- **Study material**
━━━━━━

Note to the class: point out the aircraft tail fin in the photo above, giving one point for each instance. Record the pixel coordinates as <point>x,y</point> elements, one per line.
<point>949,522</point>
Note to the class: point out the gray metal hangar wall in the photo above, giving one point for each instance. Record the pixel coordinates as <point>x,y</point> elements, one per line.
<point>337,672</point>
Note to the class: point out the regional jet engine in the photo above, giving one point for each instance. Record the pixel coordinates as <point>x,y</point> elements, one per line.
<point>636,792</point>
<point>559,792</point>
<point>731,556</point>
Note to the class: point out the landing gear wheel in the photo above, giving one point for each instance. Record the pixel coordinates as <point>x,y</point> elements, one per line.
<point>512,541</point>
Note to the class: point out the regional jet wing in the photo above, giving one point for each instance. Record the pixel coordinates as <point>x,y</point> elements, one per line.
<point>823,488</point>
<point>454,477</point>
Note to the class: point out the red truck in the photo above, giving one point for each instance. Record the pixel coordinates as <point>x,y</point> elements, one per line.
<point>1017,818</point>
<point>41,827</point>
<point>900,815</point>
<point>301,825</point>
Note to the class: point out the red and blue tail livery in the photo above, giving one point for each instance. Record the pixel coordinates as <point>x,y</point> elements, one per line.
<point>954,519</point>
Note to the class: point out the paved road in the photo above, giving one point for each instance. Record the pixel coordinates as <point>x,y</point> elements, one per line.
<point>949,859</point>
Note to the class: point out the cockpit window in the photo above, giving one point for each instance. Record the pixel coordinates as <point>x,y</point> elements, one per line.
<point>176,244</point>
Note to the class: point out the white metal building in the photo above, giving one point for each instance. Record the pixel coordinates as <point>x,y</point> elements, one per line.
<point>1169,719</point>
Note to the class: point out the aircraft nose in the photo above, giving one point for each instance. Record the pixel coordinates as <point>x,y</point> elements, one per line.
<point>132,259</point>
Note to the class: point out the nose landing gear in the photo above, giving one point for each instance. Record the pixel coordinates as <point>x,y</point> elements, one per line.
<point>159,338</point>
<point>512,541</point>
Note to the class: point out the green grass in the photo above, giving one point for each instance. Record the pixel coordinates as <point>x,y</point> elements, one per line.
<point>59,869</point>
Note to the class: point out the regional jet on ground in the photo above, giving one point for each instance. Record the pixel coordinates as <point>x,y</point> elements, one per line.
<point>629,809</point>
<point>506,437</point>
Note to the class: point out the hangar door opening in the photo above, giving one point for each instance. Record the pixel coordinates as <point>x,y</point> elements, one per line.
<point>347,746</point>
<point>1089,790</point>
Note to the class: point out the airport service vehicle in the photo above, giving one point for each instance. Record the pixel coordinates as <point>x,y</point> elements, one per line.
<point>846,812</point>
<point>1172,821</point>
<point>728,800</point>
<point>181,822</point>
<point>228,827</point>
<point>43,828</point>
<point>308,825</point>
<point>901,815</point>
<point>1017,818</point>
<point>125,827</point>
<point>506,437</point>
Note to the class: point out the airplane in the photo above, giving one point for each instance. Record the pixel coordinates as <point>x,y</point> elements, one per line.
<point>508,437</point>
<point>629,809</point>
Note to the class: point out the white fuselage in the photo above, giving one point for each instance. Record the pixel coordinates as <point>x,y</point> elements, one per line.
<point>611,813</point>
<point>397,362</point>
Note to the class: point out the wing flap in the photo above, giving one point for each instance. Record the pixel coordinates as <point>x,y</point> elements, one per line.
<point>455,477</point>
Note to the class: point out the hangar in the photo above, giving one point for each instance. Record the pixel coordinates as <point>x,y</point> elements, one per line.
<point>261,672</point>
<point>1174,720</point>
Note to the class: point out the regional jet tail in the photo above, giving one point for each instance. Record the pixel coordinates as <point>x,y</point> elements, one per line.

━━━━━━

- **Activity**
Exactly as written above, set down the whole listing again.

- **Answer to the problem**
Note to the class: point out the aircraft tail fin in the photo above, giving one point for each instance. Record the pixel coordinates as <point>x,y</point> elements, one per line.
<point>949,522</point>
Note to the class: point out the gray metal hangar wall in the photo above, giving one point for each instance. Record the pixel coordinates as <point>x,y</point> elements, one per line.
<point>337,672</point>
Note to the class: point out the regional jet engine in the photo above, giving one point for each instance. Record the pixel coordinates as <point>x,y</point> elements, one per line.
<point>636,792</point>
<point>559,792</point>
<point>731,556</point>
Note to the class: point out the landing gear wheel in the photo above, giving one point for each instance. Record the pixel coordinates as <point>x,y</point> elements, one per line.
<point>512,541</point>
Note to the class: point out the regional jet wing in the photo above, giving one point for each instance. Record the pixel coordinates as <point>x,y</point> elements, one per line.
<point>823,488</point>
<point>454,477</point>
Note to the class: point out the red truck in the photo above, giving one point for each instance. Record the pixel coordinates as <point>x,y</point> elements, one per line.
<point>1017,818</point>
<point>41,827</point>
<point>900,815</point>
<point>301,825</point>
Note to the class: point out the red and blue tail livery in the photo above, giving one point for each instance. Record the pixel coordinates as <point>x,y</point> elements, one per line.
<point>954,519</point>
Note to the class: point out the paved road in the photo above, giving one point for each instance. Record the pixel coordinates as <point>x,y</point> elements, one per line.
<point>949,859</point>
Note to the class: point out the cockpit window in the photo above, giving one point for each instance. Record the pixel coordinates as <point>x,y</point> elements, one per line.
<point>176,244</point>
Note to the class: point out the white metal building in the photo above, giving one point for each instance. Record the pixel coordinates as <point>x,y</point> elements, one per line.
<point>1169,719</point>
Note to the class: point out the aircraft nose in the photo above, giving one point for each instance. Record the pixel coordinates as <point>x,y</point> elements, one per line.
<point>132,259</point>
Note to the class: point out the nose landing gear in the photo above, giving one point for each instance. Record the pixel coordinates as <point>x,y</point> elements, one per line.
<point>159,338</point>
<point>512,541</point>
Note to the class: point out the green grass in the photo above, giving one point for each instance. Record the pixel coordinates as <point>x,y</point> elements, one per line.
<point>59,869</point>
Note to the class: point out the regional jet on ground in the photo above, giving one point for each instance. Record the pixel coordinates as <point>x,y</point> elements, one per line.
<point>629,809</point>
<point>506,437</point>
Note to the class: point out the hangar door opening in the photo above, giving one point for each instance. Record the pixel coordinates as <point>x,y</point> elements, one per line.
<point>347,746</point>
<point>1089,790</point>
Note to the class: point out the airport service vehicle in the photo above, giving one point for each instance. Record the pixel coordinates as <point>x,y</point> elements, one per line.
<point>846,812</point>
<point>1172,821</point>
<point>728,800</point>
<point>181,822</point>
<point>228,827</point>
<point>43,828</point>
<point>308,825</point>
<point>901,815</point>
<point>1017,818</point>
<point>125,827</point>
<point>506,437</point>
Note to the class: point out the airplane in the photo above, giving one point for each instance. Record the pixel coordinates as <point>x,y</point> elements, one per line.
<point>508,437</point>
<point>629,809</point>
Note to the class: point out the white fuselage in the photo above, giving one point for each instance. Record the pixel coordinates as <point>x,y</point> elements, one per line.
<point>611,813</point>
<point>397,362</point>
Note to the class: point out the wing flap in the photo above, giving one point for each instance. Record the pixel coordinates as <point>x,y</point> elements, one per line.
<point>455,477</point>
Note to the class: point out the hangar in the photo above, giving one point for each instance. Record the pixel coordinates as <point>x,y</point> elements, one per line.
<point>261,672</point>
<point>1174,720</point>
Note to the class: point out the regional jet tail in the photo above, giving one point for each instance. Record the pixel coordinates as <point>x,y</point> elements, one per line.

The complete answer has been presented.